> Selected excerpt:
^^^^^^^^^^^^^^^^
PM2.5 concentration for Station 1- Station 8

There are spatial changes in the year 2019 due to the haze episode, and to see the difference during the period, interpolation is used to get a better picture based on the map. Spatial interpolation in this study uses Inverse Distance Weighting (IDW) method to interpolate the study area in a month in 2019.

In 2019, Fig. 6 showed that the concentration of PM2.5 was medium in the Klang Valley from January to July and October to December. Transportation, manufacturing, and many other sectors cause the release of air pollutants in the atmosphere, especially particulate matter, in minimum amounts. Therefore, the concentration of PM2.5 in the atmosphere is at the average between 12–35 (µg/m3) due to the uncontrolled release of the gaseous. In March 2019, from the map (Fig. 6), we can see that the concentration of PM2.5 increased but still on a moderate scale caused by pre-haze. (Zainal et al., 2021) said that pre-hazes were primarily from Malaysia and a minor amount from Sumatra. Open burning, automobile emissions, industrial fires, and agricultural practices, including burning peat lands and rice paddies for replanting, all contribute to Malaysia's haze. From April to July, the concentration of PM2.5 improves better than the previous month. In August, the crisis forest burn in Indonesia started and affected many countries in Southeast Asia (Othman et al., 2022). For Malaysia, during August, there are spatial changes PM2.5 breakpoint from 36.4–42.8 µg/m3. In September, the concentration of PM2.5 was higher and unhealthy based on the breakdown point of PM2.5 concentration from USEPA (Fig. 6). This situation is simultaneous with the heatmap (Fig. 4) which the concentration of PM2.5 is between 65.1–78.6 µg/m3, close to the Unhealthy level from the breakpoint of PM2.5 based on USEPA. The primary source of the increases in PM2.5 concentration was a haze event brought on by agricultural operations in Sumatra, Indonesia before it spread to Malaysia (Zainal et al., 2021).
^^^^^^^^^^^^^^^^
> Material provided:
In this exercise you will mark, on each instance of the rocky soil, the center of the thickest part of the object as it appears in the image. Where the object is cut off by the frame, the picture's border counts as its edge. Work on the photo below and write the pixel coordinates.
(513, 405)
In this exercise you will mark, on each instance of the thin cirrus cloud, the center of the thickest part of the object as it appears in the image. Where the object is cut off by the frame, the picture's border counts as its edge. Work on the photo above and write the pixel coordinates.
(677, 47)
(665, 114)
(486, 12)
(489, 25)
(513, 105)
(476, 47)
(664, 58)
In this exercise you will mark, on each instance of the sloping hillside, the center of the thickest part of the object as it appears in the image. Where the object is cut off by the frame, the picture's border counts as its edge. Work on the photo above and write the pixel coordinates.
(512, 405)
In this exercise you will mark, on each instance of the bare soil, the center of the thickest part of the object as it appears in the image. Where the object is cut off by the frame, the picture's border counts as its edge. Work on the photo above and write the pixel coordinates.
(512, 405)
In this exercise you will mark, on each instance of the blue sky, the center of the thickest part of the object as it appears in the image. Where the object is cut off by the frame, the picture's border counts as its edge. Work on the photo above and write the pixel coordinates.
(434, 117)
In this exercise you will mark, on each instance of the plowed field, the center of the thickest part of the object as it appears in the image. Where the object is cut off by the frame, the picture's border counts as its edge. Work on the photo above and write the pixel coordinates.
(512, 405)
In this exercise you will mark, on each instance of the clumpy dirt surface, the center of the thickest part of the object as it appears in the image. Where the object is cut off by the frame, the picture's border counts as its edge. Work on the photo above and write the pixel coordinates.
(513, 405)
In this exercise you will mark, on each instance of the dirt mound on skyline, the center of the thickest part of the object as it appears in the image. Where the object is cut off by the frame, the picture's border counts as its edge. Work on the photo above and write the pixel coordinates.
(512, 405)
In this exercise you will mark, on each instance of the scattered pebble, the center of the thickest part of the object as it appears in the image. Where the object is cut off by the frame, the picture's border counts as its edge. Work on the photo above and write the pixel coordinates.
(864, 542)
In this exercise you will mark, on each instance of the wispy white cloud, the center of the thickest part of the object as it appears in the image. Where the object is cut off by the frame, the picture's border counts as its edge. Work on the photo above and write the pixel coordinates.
^^^^^^^^^^^^^^^^
Copy the PM2.5 passage, everything from "PM2.5 concentration for" down to "month in 2019.", and substitute "haze event" for "haze episode".

PM2.5 concentration for Station 1- Station 8

There are spatial changes in the year 2019 due to the haze event, and to see the difference during the period, interpolation is used to get a better picture based on the map. Spatial interpolation in this study uses Inverse Distance Weighting (IDW) method to interpolate the study area in a month in 2019.